◆ Excerpted passage ◆
=======
South L.A. foster mother, boyfriend are under investigation in child’s death

A foster mother and her boyfriend are under investigation in the death of a 2-year-old child in their care who was beaten with a hammer, according to authorities and coroner’s records.

Viola Vanclief’s death March 4 is the latest in a series of troubles linked to United Care Inc , a nonprofit foster care agency that contracts with Los Angeles County to provide shelter for abused and neglected children.

Records show that United Care, which oversees 88 homes with 216 foster children, has been repeatedly cited in recent years after caregivers choked, hit and whipped their charges with a belt. In 2007, a foster child drowned while swimming unsupervised in a pool.

South Los Angeles residents Kiana Barker, 30, and her boyfriend, James Julian, 38 were arrested last week on suspicion of murder in connection with Viola’s death, according to Los Angeles police records. They were released two days later, with no charges filed. Police are continuing to investigate the couple.


Barker was decertified as a foster parent last week, and state regulators posted a notice near one of the no trespassing signs outside her house saying that a child-care center license there had been suspended.
=======
◆ Record set ◆

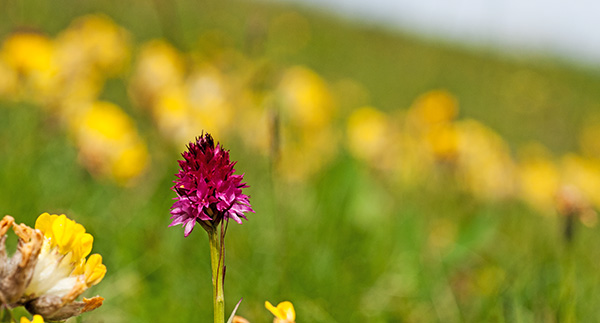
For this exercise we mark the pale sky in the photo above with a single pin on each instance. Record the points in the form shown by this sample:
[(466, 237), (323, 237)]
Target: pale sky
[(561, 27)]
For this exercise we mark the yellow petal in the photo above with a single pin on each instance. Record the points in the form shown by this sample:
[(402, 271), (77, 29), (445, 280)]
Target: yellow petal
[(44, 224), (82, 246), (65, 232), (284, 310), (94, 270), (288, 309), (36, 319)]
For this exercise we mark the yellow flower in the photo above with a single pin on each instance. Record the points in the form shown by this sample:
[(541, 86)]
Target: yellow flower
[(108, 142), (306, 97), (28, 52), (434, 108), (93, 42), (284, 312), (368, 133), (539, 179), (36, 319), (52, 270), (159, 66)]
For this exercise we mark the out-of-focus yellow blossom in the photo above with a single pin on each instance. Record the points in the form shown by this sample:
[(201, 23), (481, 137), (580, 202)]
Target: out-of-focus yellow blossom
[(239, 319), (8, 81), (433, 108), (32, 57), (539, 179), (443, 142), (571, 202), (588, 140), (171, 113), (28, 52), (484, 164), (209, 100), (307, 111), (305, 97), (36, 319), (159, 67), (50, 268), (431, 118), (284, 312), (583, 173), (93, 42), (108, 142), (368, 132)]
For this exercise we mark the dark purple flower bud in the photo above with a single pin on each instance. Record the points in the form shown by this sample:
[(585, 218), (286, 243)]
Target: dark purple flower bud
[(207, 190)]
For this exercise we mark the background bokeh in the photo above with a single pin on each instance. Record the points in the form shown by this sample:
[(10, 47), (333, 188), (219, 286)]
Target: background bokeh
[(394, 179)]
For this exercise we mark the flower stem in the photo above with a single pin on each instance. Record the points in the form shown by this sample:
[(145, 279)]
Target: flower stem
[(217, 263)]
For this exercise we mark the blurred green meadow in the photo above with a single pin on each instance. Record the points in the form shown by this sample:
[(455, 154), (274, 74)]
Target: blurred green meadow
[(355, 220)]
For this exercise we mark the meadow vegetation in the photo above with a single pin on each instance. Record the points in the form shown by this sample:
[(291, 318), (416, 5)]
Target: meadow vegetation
=======
◆ Things to do ◆
1 > Summarize the article in two sentences.
2 > According to the article, how many foster children does United Care oversee?
3 > Please rewrite the part of the article that opens with the words "Viola Vanclief’s death" and closes with "unsupervised in a pool.", changing "shelter" to "housing".
Rely only on the article, not the listing.

◆ Responses for each task ◆
1 > Two-year-old Viola Vanclief died March 4 after being beaten with a hammer while in the care of South Los Angeles foster mother Kiana Barker and her boyfriend, James Julian. The couple were arrested on suspicion of murder and released two days later without charges while police continue investigating, and the death is the latest in a series of troubles linked to United Care Inc., a nonprofit foster care agency that has been repeatedly cited in recent years.

2 > 216 foster children, in 88 homes.

3 >
Viola Vanclief’s death March 4 is the latest in a series of troubles linked to United Care Inc , a nonprofit foster care agency that contracts with Los Angeles County to provide housing for abused and neglected children.

Records show that United Care, which oversees 88 homes with 216 foster children, has been repeatedly cited in recent years after caregivers choked, hit and whipped their charges with a belt. In 2007, a foster child drowned while swimming unsupervised in a pool.